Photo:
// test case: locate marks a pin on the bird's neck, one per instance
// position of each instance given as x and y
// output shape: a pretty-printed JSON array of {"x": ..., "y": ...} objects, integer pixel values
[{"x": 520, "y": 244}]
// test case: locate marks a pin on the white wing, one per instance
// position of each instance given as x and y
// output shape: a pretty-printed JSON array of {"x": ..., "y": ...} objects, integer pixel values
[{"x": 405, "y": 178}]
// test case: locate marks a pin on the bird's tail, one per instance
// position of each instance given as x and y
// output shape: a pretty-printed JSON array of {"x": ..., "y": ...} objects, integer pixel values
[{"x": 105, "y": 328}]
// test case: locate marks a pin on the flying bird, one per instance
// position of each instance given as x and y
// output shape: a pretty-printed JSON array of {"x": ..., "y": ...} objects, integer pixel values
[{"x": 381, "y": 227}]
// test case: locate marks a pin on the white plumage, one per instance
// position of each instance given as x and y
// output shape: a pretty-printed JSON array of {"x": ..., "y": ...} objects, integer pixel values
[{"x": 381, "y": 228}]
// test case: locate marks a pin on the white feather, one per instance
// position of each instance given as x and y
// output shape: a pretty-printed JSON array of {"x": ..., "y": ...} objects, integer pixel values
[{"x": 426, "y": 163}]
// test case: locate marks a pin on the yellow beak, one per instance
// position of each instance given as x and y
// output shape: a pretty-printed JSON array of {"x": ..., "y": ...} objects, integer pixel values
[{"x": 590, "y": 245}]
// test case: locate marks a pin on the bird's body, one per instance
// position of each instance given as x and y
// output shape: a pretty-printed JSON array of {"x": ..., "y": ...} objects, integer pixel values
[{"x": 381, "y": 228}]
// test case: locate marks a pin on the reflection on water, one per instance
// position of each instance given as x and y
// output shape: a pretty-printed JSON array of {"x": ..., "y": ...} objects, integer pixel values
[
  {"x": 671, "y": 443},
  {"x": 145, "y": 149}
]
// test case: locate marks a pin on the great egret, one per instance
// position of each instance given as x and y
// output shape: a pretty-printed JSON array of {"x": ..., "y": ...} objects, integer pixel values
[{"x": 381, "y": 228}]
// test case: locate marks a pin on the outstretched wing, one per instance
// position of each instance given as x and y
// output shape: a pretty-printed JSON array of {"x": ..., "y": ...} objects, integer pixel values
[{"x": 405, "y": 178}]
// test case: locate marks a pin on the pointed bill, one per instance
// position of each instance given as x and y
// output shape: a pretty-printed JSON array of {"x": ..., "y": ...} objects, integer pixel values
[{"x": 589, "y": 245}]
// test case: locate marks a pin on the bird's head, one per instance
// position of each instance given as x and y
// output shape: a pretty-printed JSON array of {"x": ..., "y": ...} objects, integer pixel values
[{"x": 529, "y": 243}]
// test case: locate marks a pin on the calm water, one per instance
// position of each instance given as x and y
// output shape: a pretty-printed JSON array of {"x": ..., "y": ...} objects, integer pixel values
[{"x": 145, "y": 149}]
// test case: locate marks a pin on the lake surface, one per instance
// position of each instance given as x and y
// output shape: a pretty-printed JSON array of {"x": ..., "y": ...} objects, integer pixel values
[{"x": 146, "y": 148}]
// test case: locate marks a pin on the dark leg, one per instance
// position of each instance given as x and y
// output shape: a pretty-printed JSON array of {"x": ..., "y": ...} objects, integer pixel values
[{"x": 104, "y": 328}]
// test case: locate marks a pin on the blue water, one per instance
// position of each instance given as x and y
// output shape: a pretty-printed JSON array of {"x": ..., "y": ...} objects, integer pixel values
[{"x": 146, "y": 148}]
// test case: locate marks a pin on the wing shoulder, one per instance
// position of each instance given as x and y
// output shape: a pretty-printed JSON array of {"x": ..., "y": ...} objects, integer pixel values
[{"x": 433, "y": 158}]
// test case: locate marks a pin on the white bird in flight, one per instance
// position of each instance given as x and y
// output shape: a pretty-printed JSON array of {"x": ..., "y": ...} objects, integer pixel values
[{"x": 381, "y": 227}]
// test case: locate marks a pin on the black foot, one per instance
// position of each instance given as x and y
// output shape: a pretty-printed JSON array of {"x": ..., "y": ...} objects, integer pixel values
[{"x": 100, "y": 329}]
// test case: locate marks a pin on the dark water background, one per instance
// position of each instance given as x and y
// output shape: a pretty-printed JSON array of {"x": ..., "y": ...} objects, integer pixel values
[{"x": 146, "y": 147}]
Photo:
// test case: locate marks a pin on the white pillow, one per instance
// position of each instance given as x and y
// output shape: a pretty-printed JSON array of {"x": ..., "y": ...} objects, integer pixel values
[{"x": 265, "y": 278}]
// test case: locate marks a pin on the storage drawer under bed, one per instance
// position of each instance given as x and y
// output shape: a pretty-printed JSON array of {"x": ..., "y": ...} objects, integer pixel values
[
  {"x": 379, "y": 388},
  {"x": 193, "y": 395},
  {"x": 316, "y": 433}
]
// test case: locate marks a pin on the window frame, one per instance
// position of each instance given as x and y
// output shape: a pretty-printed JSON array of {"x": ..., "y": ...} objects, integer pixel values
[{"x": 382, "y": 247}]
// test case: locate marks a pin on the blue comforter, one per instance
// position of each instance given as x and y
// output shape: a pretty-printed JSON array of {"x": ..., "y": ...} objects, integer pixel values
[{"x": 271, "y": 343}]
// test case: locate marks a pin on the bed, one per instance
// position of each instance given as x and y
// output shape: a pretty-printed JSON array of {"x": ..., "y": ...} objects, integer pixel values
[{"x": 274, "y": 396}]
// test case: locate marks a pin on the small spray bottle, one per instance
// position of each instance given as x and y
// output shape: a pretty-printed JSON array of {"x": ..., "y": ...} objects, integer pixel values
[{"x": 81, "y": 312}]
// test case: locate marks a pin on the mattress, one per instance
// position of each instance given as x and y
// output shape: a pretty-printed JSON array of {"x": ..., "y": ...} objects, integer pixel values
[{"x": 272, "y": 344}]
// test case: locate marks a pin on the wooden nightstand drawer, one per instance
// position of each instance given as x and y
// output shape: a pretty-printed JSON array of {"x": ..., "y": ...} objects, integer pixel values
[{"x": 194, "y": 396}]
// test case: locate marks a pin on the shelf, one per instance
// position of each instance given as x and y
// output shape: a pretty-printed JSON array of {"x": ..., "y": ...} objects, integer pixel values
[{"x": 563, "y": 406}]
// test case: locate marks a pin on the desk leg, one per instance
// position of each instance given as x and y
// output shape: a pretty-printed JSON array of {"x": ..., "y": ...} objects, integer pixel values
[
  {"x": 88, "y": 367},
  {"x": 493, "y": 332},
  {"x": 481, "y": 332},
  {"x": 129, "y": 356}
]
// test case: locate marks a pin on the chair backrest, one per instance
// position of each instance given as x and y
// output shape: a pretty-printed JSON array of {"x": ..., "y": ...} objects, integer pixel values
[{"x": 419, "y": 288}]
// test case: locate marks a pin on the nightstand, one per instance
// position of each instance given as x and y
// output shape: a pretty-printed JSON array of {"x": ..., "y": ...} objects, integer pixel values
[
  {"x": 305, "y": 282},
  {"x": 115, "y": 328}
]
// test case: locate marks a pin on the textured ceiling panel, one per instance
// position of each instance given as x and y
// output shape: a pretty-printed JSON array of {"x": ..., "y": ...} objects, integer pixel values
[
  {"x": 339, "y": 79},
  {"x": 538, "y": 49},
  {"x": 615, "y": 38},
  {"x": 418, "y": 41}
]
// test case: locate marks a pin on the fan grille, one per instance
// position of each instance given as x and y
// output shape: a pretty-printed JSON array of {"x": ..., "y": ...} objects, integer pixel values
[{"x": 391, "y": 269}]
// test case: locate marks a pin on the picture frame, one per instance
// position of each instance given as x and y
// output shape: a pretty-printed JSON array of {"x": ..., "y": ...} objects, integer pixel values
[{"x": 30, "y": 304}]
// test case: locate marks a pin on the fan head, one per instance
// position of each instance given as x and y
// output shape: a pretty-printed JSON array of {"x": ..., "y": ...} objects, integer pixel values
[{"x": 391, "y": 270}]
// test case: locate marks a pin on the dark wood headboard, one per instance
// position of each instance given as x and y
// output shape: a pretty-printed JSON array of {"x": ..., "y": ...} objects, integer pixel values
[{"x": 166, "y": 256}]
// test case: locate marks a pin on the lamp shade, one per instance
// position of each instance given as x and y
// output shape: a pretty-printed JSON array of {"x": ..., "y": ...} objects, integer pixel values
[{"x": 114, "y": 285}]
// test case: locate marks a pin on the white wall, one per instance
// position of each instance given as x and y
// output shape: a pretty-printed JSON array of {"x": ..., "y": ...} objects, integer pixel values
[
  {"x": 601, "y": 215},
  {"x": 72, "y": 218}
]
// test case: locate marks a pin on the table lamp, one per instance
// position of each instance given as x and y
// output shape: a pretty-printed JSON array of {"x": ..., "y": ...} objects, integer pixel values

────────

#### [What this task involves]
Reproduce each line of the material in which the string "blue" occurs.

#### [Response below]
// test case: locate marks a pin on the blue water, one per instance
// test case: locate marks a pin on the blue comforter, one per instance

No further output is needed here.